Records to use.
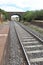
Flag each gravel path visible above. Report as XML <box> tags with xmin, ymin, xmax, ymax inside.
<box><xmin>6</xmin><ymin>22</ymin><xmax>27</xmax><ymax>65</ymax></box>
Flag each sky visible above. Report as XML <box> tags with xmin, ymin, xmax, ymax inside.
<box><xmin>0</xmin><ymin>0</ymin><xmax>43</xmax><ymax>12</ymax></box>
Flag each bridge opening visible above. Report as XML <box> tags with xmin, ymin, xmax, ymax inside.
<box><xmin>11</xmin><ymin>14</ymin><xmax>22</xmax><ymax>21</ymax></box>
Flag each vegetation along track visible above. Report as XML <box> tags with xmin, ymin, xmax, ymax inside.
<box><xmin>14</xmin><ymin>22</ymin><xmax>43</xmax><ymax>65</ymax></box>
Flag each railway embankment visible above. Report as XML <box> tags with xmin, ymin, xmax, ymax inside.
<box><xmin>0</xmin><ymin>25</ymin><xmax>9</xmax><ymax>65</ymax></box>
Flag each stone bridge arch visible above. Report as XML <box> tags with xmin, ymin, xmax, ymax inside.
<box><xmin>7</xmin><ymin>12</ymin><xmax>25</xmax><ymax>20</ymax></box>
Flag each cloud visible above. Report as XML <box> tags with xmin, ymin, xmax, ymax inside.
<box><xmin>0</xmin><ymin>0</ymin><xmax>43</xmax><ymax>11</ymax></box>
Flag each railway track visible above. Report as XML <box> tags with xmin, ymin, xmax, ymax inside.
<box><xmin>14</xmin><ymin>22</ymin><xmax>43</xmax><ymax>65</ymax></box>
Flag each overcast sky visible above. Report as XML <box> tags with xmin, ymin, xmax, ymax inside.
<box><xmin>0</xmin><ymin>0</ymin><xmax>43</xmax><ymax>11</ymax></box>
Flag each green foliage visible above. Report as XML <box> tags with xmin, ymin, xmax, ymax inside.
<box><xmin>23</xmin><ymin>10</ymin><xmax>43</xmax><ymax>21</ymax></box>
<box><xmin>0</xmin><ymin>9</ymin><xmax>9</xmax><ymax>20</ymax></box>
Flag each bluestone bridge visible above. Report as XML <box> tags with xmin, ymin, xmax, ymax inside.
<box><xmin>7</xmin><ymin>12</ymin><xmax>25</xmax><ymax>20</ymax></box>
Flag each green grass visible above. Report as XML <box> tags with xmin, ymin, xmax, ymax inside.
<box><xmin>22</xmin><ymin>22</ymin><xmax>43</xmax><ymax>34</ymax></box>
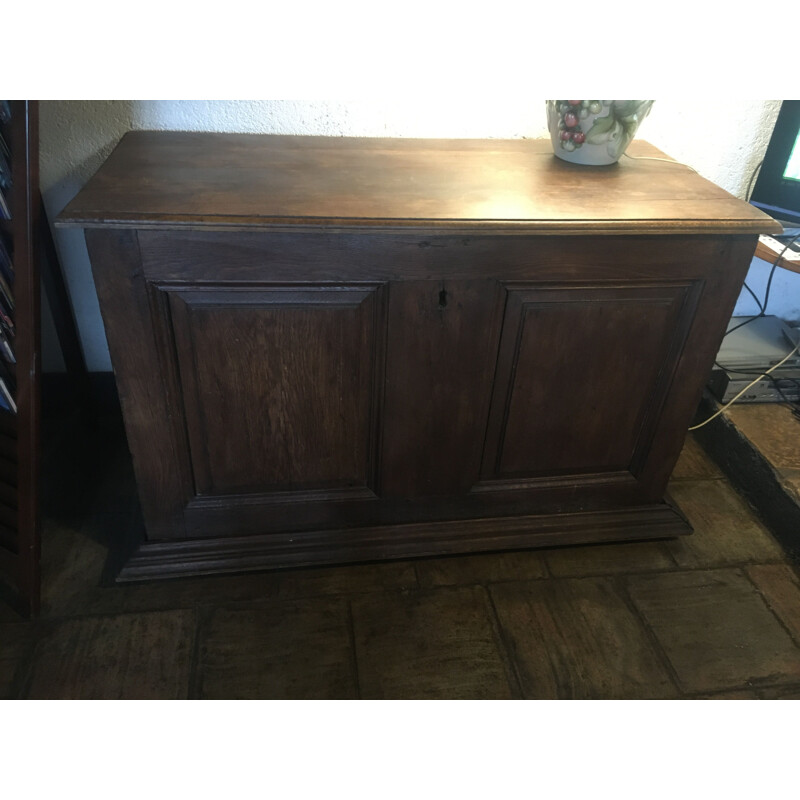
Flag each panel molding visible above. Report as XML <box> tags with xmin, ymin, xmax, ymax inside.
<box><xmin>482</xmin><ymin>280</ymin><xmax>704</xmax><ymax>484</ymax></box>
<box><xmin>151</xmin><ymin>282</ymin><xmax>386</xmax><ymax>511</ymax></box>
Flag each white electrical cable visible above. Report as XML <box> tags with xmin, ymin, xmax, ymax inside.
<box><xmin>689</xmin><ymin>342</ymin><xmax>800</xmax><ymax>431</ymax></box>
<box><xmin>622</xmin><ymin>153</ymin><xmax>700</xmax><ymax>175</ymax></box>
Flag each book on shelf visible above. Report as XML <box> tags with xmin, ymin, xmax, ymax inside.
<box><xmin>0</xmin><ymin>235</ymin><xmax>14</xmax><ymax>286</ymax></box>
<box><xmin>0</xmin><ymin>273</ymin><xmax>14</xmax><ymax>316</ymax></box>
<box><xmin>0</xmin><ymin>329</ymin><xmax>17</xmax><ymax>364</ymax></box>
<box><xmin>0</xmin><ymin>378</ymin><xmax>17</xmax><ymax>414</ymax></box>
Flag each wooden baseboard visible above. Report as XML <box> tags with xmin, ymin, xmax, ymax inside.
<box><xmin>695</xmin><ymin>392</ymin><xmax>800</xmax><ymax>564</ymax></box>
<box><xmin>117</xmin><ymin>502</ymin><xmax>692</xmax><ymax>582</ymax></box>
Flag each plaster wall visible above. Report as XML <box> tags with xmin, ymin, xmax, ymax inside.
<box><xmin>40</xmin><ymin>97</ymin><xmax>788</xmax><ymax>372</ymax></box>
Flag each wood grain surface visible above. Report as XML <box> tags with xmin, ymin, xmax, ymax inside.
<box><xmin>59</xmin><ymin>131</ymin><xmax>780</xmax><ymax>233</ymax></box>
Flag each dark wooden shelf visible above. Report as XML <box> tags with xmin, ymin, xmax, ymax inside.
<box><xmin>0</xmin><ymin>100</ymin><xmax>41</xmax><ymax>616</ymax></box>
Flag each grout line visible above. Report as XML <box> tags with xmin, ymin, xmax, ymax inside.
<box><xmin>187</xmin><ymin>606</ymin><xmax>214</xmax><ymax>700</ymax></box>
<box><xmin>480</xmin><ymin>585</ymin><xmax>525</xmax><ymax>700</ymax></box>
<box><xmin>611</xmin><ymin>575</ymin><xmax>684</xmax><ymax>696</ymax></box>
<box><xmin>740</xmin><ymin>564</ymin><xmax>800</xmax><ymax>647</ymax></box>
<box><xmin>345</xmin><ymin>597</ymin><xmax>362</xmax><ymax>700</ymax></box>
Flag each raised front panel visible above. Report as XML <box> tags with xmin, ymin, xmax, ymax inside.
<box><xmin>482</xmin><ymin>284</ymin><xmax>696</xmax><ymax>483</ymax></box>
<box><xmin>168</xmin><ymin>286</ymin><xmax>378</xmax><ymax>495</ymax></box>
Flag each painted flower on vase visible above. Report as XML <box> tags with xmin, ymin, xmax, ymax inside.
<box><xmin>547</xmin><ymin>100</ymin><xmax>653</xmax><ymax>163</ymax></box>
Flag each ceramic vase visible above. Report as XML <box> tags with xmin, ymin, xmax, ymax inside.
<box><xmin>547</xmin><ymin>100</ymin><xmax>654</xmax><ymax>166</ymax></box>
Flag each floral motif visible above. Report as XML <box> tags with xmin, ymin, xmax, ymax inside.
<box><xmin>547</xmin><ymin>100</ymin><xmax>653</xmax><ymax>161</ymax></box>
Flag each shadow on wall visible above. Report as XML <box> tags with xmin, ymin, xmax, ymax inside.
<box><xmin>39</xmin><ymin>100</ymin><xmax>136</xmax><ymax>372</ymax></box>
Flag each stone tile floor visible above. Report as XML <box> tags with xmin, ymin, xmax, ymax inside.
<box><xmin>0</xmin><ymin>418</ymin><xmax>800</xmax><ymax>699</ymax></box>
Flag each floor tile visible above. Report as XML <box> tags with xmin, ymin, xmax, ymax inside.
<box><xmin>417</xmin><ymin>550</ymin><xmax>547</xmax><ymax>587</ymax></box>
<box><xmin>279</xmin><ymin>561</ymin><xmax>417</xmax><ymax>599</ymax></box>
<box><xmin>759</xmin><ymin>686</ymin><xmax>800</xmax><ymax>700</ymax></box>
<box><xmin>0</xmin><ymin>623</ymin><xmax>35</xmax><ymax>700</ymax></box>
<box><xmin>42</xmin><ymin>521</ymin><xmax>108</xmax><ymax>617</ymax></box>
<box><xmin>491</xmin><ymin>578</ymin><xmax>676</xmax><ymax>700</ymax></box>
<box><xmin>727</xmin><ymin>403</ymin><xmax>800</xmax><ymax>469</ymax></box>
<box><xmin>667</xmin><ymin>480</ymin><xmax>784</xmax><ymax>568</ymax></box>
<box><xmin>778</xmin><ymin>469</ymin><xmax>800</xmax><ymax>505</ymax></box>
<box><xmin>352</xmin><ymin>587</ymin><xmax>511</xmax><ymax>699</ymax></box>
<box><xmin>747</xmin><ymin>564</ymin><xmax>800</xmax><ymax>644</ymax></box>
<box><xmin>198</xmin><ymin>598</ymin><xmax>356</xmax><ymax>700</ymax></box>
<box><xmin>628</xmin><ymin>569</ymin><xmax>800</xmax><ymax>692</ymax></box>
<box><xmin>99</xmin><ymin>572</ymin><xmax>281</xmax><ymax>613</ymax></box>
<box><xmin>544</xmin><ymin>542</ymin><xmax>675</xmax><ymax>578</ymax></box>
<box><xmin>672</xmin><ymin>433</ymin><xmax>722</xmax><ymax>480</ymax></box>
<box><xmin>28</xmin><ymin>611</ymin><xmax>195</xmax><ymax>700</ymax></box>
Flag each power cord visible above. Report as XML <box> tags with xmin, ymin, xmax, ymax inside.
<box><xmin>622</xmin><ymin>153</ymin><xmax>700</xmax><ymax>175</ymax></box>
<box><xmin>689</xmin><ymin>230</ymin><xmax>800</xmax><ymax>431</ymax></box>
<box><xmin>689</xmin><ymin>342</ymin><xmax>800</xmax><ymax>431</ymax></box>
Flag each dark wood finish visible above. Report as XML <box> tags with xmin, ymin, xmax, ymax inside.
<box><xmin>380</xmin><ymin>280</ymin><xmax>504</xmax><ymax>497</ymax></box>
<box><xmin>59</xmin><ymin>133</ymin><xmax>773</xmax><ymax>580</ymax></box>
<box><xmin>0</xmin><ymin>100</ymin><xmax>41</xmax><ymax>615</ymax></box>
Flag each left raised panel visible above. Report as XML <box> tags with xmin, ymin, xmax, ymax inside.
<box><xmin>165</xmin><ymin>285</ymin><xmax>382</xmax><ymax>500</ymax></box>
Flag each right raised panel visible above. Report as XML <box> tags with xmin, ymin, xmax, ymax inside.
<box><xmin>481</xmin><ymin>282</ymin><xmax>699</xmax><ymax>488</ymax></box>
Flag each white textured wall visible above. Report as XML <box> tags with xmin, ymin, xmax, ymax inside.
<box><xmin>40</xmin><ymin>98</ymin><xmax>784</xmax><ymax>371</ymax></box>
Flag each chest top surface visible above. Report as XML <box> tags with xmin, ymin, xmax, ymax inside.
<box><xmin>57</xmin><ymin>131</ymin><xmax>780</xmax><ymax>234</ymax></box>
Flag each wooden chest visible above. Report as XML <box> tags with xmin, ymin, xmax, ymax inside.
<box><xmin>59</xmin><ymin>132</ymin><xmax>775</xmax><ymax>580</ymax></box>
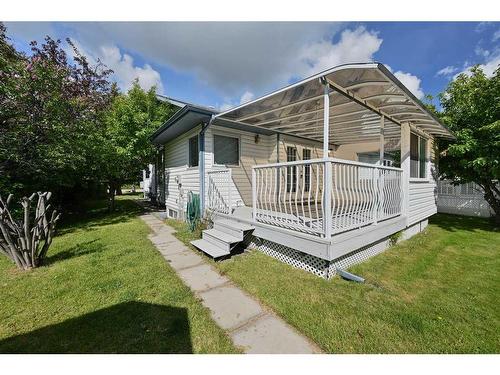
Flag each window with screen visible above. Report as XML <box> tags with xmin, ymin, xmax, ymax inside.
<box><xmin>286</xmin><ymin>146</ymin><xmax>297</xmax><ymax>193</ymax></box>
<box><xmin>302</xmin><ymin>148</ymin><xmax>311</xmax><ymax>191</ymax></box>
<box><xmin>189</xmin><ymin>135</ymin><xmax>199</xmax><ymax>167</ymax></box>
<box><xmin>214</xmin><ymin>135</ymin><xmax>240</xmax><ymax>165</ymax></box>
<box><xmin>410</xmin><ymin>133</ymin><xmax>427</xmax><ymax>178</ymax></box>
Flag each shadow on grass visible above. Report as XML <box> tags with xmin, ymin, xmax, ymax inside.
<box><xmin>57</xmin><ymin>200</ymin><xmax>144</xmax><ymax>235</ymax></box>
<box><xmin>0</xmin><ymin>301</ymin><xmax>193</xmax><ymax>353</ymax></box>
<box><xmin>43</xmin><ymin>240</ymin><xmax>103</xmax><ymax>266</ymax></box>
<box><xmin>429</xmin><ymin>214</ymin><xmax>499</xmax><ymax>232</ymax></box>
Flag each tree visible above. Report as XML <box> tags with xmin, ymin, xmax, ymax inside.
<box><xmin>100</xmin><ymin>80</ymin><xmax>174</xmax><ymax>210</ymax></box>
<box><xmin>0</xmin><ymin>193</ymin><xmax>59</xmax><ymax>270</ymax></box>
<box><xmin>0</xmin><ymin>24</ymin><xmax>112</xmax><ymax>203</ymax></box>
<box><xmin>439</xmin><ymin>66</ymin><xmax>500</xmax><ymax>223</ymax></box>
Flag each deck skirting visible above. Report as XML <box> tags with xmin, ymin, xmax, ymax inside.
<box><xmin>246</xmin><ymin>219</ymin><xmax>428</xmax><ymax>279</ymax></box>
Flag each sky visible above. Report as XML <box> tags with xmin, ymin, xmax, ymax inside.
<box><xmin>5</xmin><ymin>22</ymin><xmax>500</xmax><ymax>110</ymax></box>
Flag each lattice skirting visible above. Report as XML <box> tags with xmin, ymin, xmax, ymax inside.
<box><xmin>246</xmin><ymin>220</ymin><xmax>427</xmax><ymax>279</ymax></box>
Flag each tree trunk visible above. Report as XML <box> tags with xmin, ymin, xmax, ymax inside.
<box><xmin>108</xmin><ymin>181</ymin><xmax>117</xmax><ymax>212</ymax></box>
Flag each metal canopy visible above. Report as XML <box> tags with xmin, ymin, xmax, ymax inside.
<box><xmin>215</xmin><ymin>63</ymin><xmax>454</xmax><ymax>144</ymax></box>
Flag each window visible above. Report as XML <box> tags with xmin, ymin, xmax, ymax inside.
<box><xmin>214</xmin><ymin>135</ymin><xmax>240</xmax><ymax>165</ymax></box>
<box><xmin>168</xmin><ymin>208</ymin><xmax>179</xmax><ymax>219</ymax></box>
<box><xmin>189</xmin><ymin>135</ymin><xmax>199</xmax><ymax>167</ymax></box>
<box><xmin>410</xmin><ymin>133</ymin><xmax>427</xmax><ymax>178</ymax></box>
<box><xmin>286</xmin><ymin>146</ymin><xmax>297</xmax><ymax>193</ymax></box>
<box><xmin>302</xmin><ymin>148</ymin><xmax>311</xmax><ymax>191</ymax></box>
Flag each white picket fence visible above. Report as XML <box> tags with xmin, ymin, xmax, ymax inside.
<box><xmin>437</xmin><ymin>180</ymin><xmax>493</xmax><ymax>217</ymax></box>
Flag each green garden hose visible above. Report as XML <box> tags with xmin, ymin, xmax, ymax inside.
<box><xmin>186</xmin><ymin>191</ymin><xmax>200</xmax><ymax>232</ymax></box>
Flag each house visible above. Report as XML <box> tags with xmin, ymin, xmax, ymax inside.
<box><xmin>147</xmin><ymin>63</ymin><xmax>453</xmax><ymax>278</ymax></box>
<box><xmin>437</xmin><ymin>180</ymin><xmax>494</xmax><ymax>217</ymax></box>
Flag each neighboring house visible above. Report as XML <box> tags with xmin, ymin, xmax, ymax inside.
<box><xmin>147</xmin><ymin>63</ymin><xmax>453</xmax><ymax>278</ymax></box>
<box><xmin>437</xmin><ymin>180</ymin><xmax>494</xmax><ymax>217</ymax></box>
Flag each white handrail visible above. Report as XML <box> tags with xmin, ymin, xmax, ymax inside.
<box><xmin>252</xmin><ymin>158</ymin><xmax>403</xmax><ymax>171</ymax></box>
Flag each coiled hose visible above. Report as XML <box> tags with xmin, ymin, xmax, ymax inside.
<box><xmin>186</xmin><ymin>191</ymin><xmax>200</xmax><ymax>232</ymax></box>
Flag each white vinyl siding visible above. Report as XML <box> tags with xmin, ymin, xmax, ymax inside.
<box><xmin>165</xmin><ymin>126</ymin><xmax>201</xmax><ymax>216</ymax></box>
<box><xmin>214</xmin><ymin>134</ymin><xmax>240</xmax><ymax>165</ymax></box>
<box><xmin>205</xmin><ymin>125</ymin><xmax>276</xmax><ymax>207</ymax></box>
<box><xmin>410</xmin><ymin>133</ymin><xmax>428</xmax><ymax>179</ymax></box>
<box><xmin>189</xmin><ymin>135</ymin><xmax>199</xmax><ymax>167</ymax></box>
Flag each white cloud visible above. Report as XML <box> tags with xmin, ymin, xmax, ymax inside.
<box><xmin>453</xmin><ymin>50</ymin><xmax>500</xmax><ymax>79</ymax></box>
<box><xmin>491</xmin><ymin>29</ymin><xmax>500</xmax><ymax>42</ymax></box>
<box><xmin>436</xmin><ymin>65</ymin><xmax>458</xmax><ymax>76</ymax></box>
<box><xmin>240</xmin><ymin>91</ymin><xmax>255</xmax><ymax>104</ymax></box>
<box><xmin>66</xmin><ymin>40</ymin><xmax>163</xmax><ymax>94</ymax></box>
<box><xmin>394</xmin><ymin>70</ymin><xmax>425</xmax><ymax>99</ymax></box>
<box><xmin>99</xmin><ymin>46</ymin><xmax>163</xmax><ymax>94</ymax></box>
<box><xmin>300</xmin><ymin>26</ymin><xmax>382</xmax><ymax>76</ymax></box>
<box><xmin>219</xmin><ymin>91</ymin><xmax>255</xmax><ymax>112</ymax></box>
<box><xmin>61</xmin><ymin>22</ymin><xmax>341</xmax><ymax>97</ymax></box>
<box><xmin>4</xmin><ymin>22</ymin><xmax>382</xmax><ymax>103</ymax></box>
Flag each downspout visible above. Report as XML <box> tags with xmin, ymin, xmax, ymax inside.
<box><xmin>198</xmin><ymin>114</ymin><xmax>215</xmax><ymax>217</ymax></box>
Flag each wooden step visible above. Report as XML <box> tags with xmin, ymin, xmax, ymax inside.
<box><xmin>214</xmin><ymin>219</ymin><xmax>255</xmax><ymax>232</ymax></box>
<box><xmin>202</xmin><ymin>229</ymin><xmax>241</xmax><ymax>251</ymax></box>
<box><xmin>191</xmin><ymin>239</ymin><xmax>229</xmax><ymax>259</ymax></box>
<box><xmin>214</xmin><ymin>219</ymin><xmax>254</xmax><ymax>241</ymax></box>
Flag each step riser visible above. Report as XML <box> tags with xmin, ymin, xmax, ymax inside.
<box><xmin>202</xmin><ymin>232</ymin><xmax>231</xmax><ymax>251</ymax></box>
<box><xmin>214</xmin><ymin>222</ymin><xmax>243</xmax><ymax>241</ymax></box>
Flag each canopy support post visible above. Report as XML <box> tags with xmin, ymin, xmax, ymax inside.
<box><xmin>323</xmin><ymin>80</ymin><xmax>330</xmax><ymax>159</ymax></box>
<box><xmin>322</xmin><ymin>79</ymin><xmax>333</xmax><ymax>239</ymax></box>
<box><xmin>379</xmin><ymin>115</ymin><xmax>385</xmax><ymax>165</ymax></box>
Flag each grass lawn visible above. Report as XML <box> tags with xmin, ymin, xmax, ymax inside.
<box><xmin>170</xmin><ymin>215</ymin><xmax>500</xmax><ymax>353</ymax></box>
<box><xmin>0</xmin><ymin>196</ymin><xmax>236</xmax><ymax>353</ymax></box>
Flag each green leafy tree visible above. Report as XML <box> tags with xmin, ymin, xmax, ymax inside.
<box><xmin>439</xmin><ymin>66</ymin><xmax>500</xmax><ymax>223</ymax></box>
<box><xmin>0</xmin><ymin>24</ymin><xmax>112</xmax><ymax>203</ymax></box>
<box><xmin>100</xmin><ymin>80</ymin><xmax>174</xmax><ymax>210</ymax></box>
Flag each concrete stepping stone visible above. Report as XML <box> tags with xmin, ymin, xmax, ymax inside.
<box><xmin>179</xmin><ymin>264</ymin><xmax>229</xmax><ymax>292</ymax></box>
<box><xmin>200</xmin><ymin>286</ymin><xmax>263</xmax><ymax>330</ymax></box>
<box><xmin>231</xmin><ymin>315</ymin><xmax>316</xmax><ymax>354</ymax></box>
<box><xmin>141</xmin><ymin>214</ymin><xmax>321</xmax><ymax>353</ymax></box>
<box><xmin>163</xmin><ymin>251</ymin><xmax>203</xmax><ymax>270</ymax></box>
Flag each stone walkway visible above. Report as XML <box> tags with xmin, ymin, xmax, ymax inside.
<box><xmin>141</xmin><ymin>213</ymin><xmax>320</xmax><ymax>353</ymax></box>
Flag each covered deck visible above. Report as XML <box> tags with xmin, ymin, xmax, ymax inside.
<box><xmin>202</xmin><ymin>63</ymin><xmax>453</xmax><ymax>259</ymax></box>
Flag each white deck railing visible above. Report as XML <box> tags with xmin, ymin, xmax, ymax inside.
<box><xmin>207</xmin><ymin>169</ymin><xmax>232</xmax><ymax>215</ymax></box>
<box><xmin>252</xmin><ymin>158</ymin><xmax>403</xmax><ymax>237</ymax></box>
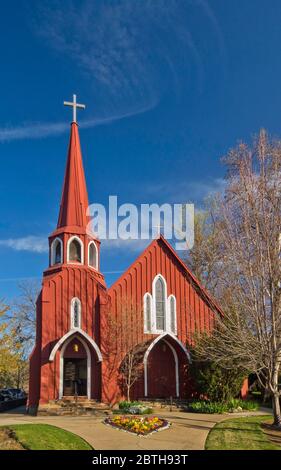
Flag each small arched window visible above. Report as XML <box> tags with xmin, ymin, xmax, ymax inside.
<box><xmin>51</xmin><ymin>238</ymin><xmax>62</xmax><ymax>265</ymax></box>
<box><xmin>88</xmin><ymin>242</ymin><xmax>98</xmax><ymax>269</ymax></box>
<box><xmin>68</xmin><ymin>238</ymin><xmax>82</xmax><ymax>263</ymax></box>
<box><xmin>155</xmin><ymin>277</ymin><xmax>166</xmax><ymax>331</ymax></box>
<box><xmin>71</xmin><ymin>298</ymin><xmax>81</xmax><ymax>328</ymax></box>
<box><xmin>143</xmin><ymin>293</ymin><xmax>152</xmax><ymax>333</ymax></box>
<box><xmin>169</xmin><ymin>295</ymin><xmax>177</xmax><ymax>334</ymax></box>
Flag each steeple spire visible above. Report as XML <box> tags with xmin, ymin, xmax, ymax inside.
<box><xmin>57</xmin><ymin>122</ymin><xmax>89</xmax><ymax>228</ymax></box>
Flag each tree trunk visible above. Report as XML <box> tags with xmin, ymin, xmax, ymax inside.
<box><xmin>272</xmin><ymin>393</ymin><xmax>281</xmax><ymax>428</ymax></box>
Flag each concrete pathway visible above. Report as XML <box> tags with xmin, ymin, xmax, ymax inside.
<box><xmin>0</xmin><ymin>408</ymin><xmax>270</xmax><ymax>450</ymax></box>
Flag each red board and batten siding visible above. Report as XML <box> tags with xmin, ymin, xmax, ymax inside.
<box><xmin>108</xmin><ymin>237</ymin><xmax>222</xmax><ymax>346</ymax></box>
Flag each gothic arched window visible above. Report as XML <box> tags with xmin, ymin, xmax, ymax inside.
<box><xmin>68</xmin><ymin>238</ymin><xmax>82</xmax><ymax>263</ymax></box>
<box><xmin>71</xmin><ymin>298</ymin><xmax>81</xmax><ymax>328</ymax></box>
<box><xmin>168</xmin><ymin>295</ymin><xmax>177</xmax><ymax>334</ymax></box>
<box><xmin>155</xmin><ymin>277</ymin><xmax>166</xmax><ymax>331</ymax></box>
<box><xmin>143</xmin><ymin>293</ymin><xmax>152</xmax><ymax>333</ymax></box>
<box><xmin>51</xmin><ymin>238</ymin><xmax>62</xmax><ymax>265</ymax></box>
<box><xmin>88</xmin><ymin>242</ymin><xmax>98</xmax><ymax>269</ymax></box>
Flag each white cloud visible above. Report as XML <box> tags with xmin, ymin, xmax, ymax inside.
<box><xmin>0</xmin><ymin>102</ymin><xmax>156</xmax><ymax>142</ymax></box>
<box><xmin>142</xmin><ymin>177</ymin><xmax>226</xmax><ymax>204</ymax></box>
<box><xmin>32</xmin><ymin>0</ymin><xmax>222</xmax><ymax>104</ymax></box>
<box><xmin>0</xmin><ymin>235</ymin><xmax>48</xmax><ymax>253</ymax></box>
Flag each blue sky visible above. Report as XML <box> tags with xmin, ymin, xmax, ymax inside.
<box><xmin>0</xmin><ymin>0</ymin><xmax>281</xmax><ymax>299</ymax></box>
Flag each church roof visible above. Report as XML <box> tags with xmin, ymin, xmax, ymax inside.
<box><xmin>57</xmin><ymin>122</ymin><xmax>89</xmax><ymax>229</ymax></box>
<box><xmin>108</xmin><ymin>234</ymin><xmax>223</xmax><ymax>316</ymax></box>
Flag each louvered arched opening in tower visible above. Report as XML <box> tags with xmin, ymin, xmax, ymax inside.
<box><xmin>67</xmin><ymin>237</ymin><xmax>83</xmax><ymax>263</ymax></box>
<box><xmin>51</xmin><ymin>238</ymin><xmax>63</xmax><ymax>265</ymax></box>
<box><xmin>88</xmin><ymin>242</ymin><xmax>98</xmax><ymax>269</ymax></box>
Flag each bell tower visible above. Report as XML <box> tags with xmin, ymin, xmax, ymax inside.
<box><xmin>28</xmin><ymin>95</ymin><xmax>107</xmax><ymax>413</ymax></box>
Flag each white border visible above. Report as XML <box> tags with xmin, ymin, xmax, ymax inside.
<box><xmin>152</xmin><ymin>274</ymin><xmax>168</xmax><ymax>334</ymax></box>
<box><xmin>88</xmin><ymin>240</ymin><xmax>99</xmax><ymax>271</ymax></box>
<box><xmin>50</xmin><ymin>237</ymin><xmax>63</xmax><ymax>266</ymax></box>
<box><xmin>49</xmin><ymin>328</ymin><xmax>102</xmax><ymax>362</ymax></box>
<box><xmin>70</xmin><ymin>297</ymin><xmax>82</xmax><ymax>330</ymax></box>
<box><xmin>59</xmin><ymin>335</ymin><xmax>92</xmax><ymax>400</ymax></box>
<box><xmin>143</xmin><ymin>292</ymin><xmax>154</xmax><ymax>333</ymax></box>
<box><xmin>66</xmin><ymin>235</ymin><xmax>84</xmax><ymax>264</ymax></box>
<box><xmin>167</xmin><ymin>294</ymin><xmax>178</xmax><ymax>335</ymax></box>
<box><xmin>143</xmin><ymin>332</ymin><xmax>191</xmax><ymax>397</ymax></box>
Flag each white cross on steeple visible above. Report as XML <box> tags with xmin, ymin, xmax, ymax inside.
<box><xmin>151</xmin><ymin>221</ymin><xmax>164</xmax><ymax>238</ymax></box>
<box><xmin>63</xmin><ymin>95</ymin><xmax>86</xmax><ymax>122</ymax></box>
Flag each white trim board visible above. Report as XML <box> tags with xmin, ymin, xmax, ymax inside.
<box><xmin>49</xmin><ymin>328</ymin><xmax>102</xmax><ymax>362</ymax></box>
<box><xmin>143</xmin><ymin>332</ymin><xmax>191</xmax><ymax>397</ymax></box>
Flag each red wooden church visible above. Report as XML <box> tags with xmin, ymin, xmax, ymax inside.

What is expected. Please select and copy every line in the items above that contains the word "shelf". Case counts.

Answer below.
Flag each book on shelf visible above. Report as XML <box> tags with xmin, ymin, xmax, ymax inside.
Flag each dark wooden shelf visible above. Report as XML <box> tags with xmin, ymin, xmax, ymax inside.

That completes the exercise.